*Data shown*.

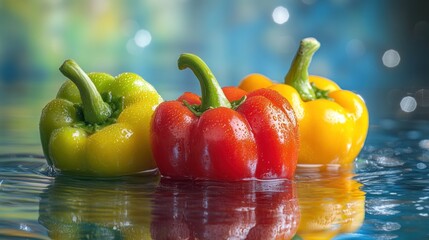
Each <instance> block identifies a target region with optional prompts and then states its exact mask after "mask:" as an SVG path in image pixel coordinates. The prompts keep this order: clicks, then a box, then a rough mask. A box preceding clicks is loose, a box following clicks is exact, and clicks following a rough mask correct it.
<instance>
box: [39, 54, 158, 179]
mask: <svg viewBox="0 0 429 240" xmlns="http://www.w3.org/2000/svg"><path fill="white" fill-rule="evenodd" d="M60 71H61V72H62V73H63V74H64V75H65V76H66V77H68V78H69V79H70V80H67V81H66V82H65V83H64V84H63V85H62V86H61V88H60V89H59V91H58V93H57V96H56V98H55V99H54V100H52V101H51V102H49V103H48V104H47V105H46V106H45V107H44V109H43V110H42V114H41V117H40V124H39V130H40V138H41V142H42V147H43V152H44V155H45V157H46V160H47V162H48V164H49V165H51V166H53V167H54V168H55V169H56V170H60V171H61V172H63V173H67V174H73V175H85V176H98V177H112V176H121V175H129V174H134V173H137V172H141V171H147V170H154V169H156V164H155V162H154V160H153V159H152V150H151V148H150V147H149V128H150V127H149V124H150V119H151V116H152V114H153V112H154V110H155V108H156V106H158V104H160V103H161V102H162V101H163V100H162V98H161V96H160V95H159V94H158V93H157V92H156V90H155V88H154V87H153V86H152V85H151V84H150V83H148V82H146V81H145V80H144V79H143V78H141V77H140V76H138V75H137V74H134V73H122V74H120V75H118V76H117V77H113V76H111V75H109V74H107V73H90V74H86V73H85V72H84V71H83V70H82V69H81V68H80V67H79V66H78V65H77V64H76V62H74V61H73V60H66V61H65V62H64V63H63V65H61V67H60Z"/></svg>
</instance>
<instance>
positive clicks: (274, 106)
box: [151, 54, 299, 181]
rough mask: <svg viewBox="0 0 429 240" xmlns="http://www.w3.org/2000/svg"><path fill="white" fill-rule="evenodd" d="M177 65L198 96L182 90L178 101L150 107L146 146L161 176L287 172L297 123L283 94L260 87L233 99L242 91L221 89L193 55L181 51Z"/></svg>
mask: <svg viewBox="0 0 429 240" xmlns="http://www.w3.org/2000/svg"><path fill="white" fill-rule="evenodd" d="M178 65H179V68H180V69H185V68H188V67H189V68H190V69H191V70H192V71H193V72H194V73H195V75H196V76H197V78H198V80H199V81H200V85H201V90H202V97H201V100H199V98H196V97H195V95H194V94H192V93H185V94H184V95H182V96H181V97H179V99H180V101H167V102H163V103H162V104H160V105H159V106H158V108H157V109H156V111H155V113H154V115H153V119H152V124H151V143H152V144H151V145H152V150H153V155H154V158H155V161H156V163H157V166H158V169H159V171H160V172H161V175H162V176H164V177H169V178H174V179H206V180H219V181H237V180H243V179H252V178H257V179H274V178H292V177H293V175H294V172H295V168H296V161H297V157H298V146H299V139H298V129H297V127H298V124H297V120H296V117H295V115H294V113H293V110H292V108H291V107H290V105H289V103H288V102H287V100H286V99H285V98H283V97H282V96H281V95H280V94H278V93H277V92H275V91H273V90H269V89H261V90H258V91H255V92H251V93H248V94H247V95H246V96H245V97H242V98H241V99H239V100H238V101H234V100H237V98H240V97H241V96H243V94H244V92H243V91H241V90H239V89H237V88H227V89H224V91H225V93H226V94H224V92H223V91H222V89H221V88H220V86H219V84H218V82H217V81H216V79H215V77H214V76H213V74H212V73H211V71H210V69H209V68H208V67H207V65H206V64H205V63H204V62H203V61H202V60H201V59H200V58H198V57H197V56H195V55H192V54H182V55H181V56H180V58H179V60H178ZM225 95H227V96H228V97H229V98H230V99H228V98H227V96H225ZM231 101H232V102H231ZM191 102H192V103H193V104H191Z"/></svg>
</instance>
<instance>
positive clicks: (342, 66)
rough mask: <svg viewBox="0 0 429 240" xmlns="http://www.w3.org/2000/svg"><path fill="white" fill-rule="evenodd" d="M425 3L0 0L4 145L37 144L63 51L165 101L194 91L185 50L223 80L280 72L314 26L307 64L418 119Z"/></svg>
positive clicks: (336, 79) (367, 96) (75, 57)
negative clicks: (143, 85)
mask: <svg viewBox="0 0 429 240" xmlns="http://www.w3.org/2000/svg"><path fill="white" fill-rule="evenodd" d="M428 12H429V2H427V1H424V0H421V1H418V0H413V1H405V0H403V1H401V0H379V1H371V0H359V1H358V0H327V1H321V0H284V1H280V0H274V1H258V0H236V1H228V0H217V1H209V0H150V1H143V0H126V1H103V0H89V1H87V0H78V1H64V0H37V1H36V0H34V1H14V0H0V152H2V149H1V148H3V150H5V149H7V151H8V152H10V151H12V152H13V146H15V145H16V143H17V142H19V144H20V145H24V146H25V144H28V148H27V149H29V151H31V152H41V149H40V145H39V143H38V120H39V116H40V111H41V109H42V108H43V106H44V105H45V104H46V103H47V102H48V101H50V100H51V99H53V98H54V97H55V95H56V91H57V90H58V88H59V86H60V85H61V84H62V83H63V81H64V77H63V76H62V75H61V73H60V72H59V71H58V67H59V66H60V65H61V64H62V62H63V61H64V60H65V59H68V58H72V59H74V60H76V61H77V62H78V63H79V64H80V65H81V66H82V68H83V69H84V70H86V71H88V72H93V71H98V72H109V73H111V74H112V75H117V74H119V73H121V72H128V71H129V72H135V73H138V74H140V75H141V76H142V77H143V78H145V79H146V80H147V81H149V82H150V83H152V85H154V86H155V88H157V90H158V92H159V93H160V94H161V95H162V96H163V98H164V99H166V100H170V99H174V98H176V97H178V96H179V95H180V93H182V92H183V91H195V92H197V93H199V85H198V82H197V80H196V79H195V77H194V76H193V74H192V73H191V71H179V70H178V69H177V64H176V61H177V58H178V56H179V55H180V53H183V52H192V53H195V54H197V55H199V56H200V57H201V58H202V59H204V60H205V61H206V63H207V64H208V65H209V66H210V67H211V69H212V71H213V73H214V74H215V75H216V77H217V79H218V80H219V82H220V83H221V85H237V84H238V83H239V82H240V80H241V79H242V78H243V77H244V76H246V75H247V74H250V73H254V72H258V73H262V74H265V75H266V76H268V77H270V78H272V79H274V80H277V81H283V78H284V76H285V74H286V73H287V71H288V69H289V66H290V63H291V61H292V58H293V57H294V54H295V52H296V49H297V47H298V44H299V41H300V40H301V39H302V38H305V37H310V36H311V37H315V38H317V39H318V40H319V41H320V42H321V48H320V49H319V51H318V52H316V54H315V56H314V58H313V61H312V64H311V67H310V73H311V74H315V75H322V76H325V77H328V78H330V79H332V80H334V81H336V82H337V83H338V84H339V85H340V86H341V87H342V88H344V89H350V90H352V91H354V92H357V93H359V94H360V95H362V96H363V98H364V99H365V101H366V102H367V105H368V109H369V112H370V118H371V119H370V123H371V126H373V127H377V126H379V125H380V124H381V125H382V126H383V125H384V126H387V127H389V126H390V125H392V124H394V121H396V120H399V121H403V120H413V121H414V120H415V121H420V122H421V121H422V120H426V119H428V117H429V81H427V76H426V74H427V73H426V72H427V69H429V61H428V60H427V56H428V54H429V15H428V14H427V13H428ZM389 124H390V125H389ZM12 136H13V139H14V140H13V141H15V142H13V141H12V142H11V140H10V138H11V137H12Z"/></svg>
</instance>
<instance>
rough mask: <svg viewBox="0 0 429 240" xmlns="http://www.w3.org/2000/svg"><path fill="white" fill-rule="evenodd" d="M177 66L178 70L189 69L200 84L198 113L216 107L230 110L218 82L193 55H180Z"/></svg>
mask: <svg viewBox="0 0 429 240" xmlns="http://www.w3.org/2000/svg"><path fill="white" fill-rule="evenodd" d="M177 64H178V67H179V69H180V70H183V69H186V68H190V69H191V70H192V72H194V74H195V76H197V78H198V81H199V82H200V86H201V107H200V108H199V111H201V112H204V111H206V110H207V109H210V108H217V107H227V108H231V103H230V102H229V101H228V99H227V98H226V96H225V94H224V93H223V91H222V89H221V87H220V86H219V83H218V81H217V80H216V78H215V76H214V75H213V73H212V72H211V70H210V68H209V67H208V66H207V64H206V63H205V62H204V61H203V60H201V58H199V57H198V56H196V55H194V54H190V53H184V54H181V55H180V57H179V59H178V61H177Z"/></svg>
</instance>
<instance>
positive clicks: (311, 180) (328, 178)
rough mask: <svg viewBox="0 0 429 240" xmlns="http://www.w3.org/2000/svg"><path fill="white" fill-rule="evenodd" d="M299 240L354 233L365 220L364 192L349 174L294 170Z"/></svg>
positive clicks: (297, 232)
mask: <svg viewBox="0 0 429 240" xmlns="http://www.w3.org/2000/svg"><path fill="white" fill-rule="evenodd" d="M296 178H297V190H298V199H299V205H300V210H301V222H300V224H299V227H298V232H297V236H299V237H300V238H301V239H305V240H307V239H332V238H333V237H335V236H337V235H339V234H341V233H351V232H355V231H357V230H358V229H359V228H360V227H361V226H362V224H363V221H364V218H365V193H364V192H363V191H362V190H361V189H360V187H361V186H362V185H361V184H360V183H359V182H357V181H356V180H354V179H353V174H352V173H351V172H349V171H341V172H329V171H326V172H315V171H312V170H305V169H302V168H298V171H297V175H296Z"/></svg>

*Directions for this task*.
Change "rough mask" to "coarse mask" in the entries starting at the beginning and ending at the line containing "box: [39, 54, 158, 179]", and give back only those lines with everything else unchanged. Leave the picture out.

*Task output*.
Each <instance> block identifies a target region with optional prompts and then states its exact mask after "mask:" as an SVG path in image pixel coordinates. The prompts keep this order: clicks, then a box, then a coarse mask. A box preceding clicks is loose, a box following clicks is exact, and clicks following a coarse mask correct it.
<instance>
box: [39, 54, 158, 179]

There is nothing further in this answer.